## WHAT NEEDS TO BE DONE
Each line from the one that contains "Exercise. Mark the railing" through the last line of the listing below is to be returned exactly as it stands, and nothing else.

## DATA TO USE

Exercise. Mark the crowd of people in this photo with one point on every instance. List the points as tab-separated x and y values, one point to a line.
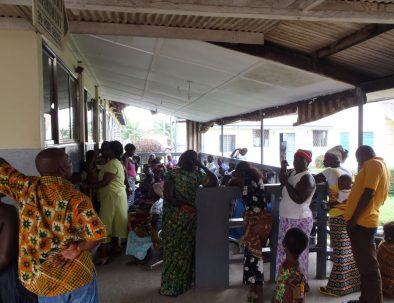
114	197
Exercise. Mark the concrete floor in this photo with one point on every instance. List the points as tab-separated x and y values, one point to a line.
122	283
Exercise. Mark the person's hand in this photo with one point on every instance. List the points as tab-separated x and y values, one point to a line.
284	164
66	255
282	178
199	164
350	226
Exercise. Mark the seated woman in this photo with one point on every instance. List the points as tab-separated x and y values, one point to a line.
143	225
385	256
11	290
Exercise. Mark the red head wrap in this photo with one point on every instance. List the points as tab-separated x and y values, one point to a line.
306	154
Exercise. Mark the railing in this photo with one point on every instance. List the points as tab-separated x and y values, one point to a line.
212	257
272	171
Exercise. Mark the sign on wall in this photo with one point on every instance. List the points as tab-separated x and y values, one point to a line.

## SOLUTION FOR THIS EXERCISE
Exercise. Mark the railing in this photo with one point on every instance. List the points as tab-separated x and y values, one point to a line.
212	257
272	171
Exercise. Mark the sign on wall in this photo with one point on every instance. List the points as tab-separated x and y values, one point to a line.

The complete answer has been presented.